**TO BE DONE:**
**a.** In the forum thread on Weinstein and managed funds, what is the title of Stan Weinstein's book?
**b.** Write the next part of the forum thread on Weinstein and managed funds, picking up after its final post.

# Start of EXCERPT TO READ

# Weinstein and Managed Funds



## Fernando Torres (3 June 2009)

At the end of Stan Weinstein's book (Profiting in Bull and Bear Markets) he flippently adds that his trading system can be applied to Managed Funds, not just stocks.  I'm interested in looking into this, but is it possible to access charts of Managed Funds where you'd be able to add indicators such as Moving Averages, volume etc?

I guess you could construct a chart using price history from the fund managers...but surely that's not the only option.


----------



## ceasar73 (5 June 2009)

Fernando Torres said:


> At the end of Stan Weinstein's book (Profiting in Bull and Bear Markets) he flippently adds that his trading system can be applied to Managed Funds, not just stocks.  I'm interested in looking into this, but is it possible to access charts of Managed Funds where you'd be able to add indicators such as Moving Averages, volume etc?
> 
> I guess you could construct a chart using price history from the fund managers...but surely that's not the only option.




Make sense..price a function of supply/demand for Managed funds.

ceasar73


----------



## kam75 (5 June 2009)

What he's saying is that his technical analysis can be applied to any chart, whether its a stock, commodity, index or fund.  Not sure where you would get the charts though.  Just curious, why would you want to analyse funds?


----------



## ceasar73 (5 June 2009)

kam75 said:


> What he's saying is that his technical analysis can be applied to any chart, whether its a stock, commodity, index or fund.  Not sure where you would get the charts though.  Just curious, why would you want to analyse funds?




Gday kam75,

Which charting software/Sim software do you use/recommend?

thanks

ceasar73


----------



## Fernando Torres (5 June 2009)

kam75 said:


> Just curious, why would you want to analyse funds?



Well, just about all Superannuation products allow switching between funds.  If Weinstein's methods apply to funds, then why not find switch to the funds that are in Stage 2 breakout?  Sounds good in theory, so I'm curious to look into it, but don't know where to find charts of funds where I can look for the appropriate triggers.

# End of EXCERPT TO READ
# Start of PROVIDED DATA

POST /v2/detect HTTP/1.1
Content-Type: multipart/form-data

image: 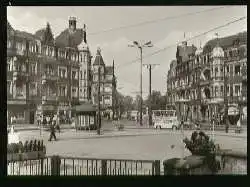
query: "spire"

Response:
[83,24,87,43]
[215,32,219,46]
[96,47,101,56]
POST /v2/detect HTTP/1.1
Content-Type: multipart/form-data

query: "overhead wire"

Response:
[88,6,230,35]
[117,16,246,68]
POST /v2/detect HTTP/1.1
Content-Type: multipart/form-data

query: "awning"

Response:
[72,103,97,113]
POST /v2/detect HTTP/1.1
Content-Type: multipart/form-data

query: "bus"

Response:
[152,110,179,129]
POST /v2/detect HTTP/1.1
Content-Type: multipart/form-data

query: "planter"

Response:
[7,150,46,162]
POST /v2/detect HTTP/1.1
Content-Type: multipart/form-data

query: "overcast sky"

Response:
[7,6,247,96]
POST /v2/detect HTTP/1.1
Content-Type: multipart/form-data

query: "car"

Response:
[154,118,180,130]
[129,110,138,121]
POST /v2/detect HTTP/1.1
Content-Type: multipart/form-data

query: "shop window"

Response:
[16,112,24,119]
[214,86,218,97]
[234,85,240,96]
[234,65,240,76]
[220,86,224,96]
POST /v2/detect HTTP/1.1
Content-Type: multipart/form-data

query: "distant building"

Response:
[167,31,247,124]
[7,17,92,124]
[92,49,116,115]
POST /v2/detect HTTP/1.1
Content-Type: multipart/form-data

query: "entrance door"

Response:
[30,111,35,124]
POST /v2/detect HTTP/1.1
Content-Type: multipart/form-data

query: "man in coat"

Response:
[49,123,56,141]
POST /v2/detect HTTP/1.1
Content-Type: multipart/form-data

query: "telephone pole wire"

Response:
[143,64,160,126]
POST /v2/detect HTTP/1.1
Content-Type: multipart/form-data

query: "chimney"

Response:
[182,41,187,47]
[83,24,87,43]
[69,17,76,31]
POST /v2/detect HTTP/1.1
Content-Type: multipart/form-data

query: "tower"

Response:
[69,17,76,32]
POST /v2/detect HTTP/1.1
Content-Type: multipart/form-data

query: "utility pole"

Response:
[223,51,229,133]
[97,49,101,135]
[128,41,153,126]
[139,46,143,126]
[112,60,115,120]
[143,64,160,126]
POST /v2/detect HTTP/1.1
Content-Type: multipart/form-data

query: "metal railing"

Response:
[8,156,160,176]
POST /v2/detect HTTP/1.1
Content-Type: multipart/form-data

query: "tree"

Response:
[133,95,141,111]
[145,90,167,110]
[43,23,54,45]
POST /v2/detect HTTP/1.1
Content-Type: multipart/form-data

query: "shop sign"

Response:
[228,106,239,115]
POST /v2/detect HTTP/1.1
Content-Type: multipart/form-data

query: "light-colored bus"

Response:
[152,110,179,129]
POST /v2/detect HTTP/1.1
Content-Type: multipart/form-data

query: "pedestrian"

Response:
[37,115,41,127]
[53,115,61,133]
[49,124,56,141]
[46,116,50,126]
[237,119,241,133]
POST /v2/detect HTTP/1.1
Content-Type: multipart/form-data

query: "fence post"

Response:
[40,158,44,175]
[51,156,61,176]
[154,160,161,175]
[101,160,107,176]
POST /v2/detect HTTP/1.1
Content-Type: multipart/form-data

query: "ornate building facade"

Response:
[92,49,116,115]
[7,17,92,124]
[167,32,247,122]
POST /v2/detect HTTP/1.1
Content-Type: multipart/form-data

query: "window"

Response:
[72,88,77,97]
[59,86,67,96]
[30,83,37,96]
[7,63,11,71]
[30,64,36,74]
[234,85,240,96]
[227,65,230,73]
[227,85,230,96]
[104,96,110,100]
[72,71,76,79]
[16,111,24,119]
[7,81,11,94]
[214,67,218,77]
[80,71,82,79]
[220,86,224,96]
[16,86,24,97]
[214,86,218,97]
[234,65,240,75]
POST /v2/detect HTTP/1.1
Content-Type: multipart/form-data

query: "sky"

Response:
[7,6,247,98]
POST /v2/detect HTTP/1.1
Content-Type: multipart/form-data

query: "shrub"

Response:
[183,131,220,172]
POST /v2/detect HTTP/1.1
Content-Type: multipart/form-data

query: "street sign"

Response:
[228,106,239,115]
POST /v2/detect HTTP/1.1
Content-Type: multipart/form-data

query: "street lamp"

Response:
[177,98,189,159]
[128,41,153,126]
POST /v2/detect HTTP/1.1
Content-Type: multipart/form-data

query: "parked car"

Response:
[154,118,180,130]
[129,110,138,121]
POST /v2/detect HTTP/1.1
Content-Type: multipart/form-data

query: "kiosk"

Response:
[73,103,97,130]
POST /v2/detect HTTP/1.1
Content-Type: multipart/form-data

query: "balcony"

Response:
[42,96,58,101]
[42,74,58,81]
[7,95,27,105]
[7,48,17,56]
[200,80,211,86]
[13,70,28,77]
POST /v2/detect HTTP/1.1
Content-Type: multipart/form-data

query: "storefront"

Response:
[73,103,97,129]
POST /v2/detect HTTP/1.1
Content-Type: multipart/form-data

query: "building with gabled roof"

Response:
[7,17,92,123]
[92,48,116,117]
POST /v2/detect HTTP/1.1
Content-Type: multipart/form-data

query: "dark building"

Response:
[7,17,91,124]
[167,33,247,124]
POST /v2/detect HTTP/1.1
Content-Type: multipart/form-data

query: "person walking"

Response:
[36,115,41,127]
[49,123,56,141]
[53,115,61,133]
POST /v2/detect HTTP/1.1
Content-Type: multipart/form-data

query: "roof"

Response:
[35,28,45,40]
[176,45,197,62]
[105,66,113,75]
[73,103,97,112]
[93,49,105,66]
[55,29,83,48]
[203,31,247,52]
[15,30,39,40]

# End of PROVIDED DATA

**RESPONSES:**
**a.** Profiting in Bull and Bear Markets

**b.**
----------



## kam75 (5 June 2009)

Fernando Torres said:


> Well, just about all Superannuation products allow switching between funds.  If Weinstein's methods apply to funds, then why not find switch to the funds that are in Stage 2 breakout?  Sounds good in theory, so I'm curious to look into it, but don't know where to find charts of funds where I can look for the appropriate triggers.




Oh I see, I think it can be done.


----------



## kam75 (5 June 2009)

ceasar73 said:


> Gday kam75,
> 
> Which charting software/Sim software do you use/recommend?
> 
> ...




I use ProTrader 5.0.  It's a charting package that also allows you to scan the market for breakouts, patterns and more.  Been trading with it for the past 7 years.  No live data feed though but if you trade with end of day data like me, it does the job.


----------



## ceasar73 (5 June 2009)

kam75 said:


> I use ProTrader 5.0.  It's a charting package that also allows you to scan the market for breakouts, patterns and more.  Been trading with it for the past 7 years.  No live data feed though but if you trade with end of day data like me, it does the job.




How about back testing sw - does protrader do this?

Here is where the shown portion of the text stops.